:: To be done ::
Rewrite every line of the entries below, requests included, shifting each answer point by adding 125 to both of its pixel coordinates. Leave the numbers in the requests and their format samples unchanged.

--- Start Record set ---

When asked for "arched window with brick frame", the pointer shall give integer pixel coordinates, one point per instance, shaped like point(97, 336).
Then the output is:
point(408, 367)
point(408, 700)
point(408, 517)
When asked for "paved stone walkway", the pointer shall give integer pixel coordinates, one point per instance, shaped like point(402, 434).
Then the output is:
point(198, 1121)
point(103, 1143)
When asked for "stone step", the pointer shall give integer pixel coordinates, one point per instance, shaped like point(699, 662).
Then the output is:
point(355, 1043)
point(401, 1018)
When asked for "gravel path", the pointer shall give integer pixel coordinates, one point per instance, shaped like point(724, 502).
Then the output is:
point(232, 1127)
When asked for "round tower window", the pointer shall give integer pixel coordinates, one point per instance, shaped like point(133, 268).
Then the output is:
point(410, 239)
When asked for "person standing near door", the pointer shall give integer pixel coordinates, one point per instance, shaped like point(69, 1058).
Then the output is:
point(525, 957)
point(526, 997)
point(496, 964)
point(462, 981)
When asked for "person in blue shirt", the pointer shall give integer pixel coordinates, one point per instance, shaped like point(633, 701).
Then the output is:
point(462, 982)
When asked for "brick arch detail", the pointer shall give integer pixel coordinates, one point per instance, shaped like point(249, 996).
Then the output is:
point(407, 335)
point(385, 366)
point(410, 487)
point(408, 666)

--- End Record set ---

:: Correct result ::
When asked for "arched window with brick frame", the pointer shall give integer pixel coordinates, one point per instance, shaped like point(97, 336).
Then the output is:
point(533, 492)
point(533, 825)
point(533, 642)
When asked for "paved stone walkway", the pointer shall give integer pixel coordinates, one point per instance, shaped like point(402, 434).
Then the output is:
point(323, 1246)
point(228, 1268)
When asked for "stone step", the pointer shall give integer pixel coordinates, one point per instance, shaped like point(699, 662).
Then the output is:
point(480, 1168)
point(526, 1143)
When asked for "gravel path", the pointer shall give integer pixel coordinates, one point per instance, shaped like point(724, 502).
Then the output is:
point(357, 1252)
When asked for "round tower window", the pointer shall give integer pixel coordinates, one point per instance, shaped like point(133, 268).
Then the output is:
point(535, 364)
When asked for "person standing near door", the pointer shall give integer pixel coordinates, one point per instance, shaped like point(69, 1058).
Then the output is:
point(650, 1082)
point(651, 1122)
point(621, 1089)
point(587, 1106)
When asked for "person in blue shirt", the pointer shall give integer pixel coordinates, one point per instance, shaped like point(633, 701).
Then the output is:
point(587, 1107)
When asked for "brick arch detail", the pointer shall give integer pixel coordinates, one point per instance, shaped like point(249, 996).
Then the output is:
point(532, 460)
point(510, 491)
point(535, 612)
point(533, 791)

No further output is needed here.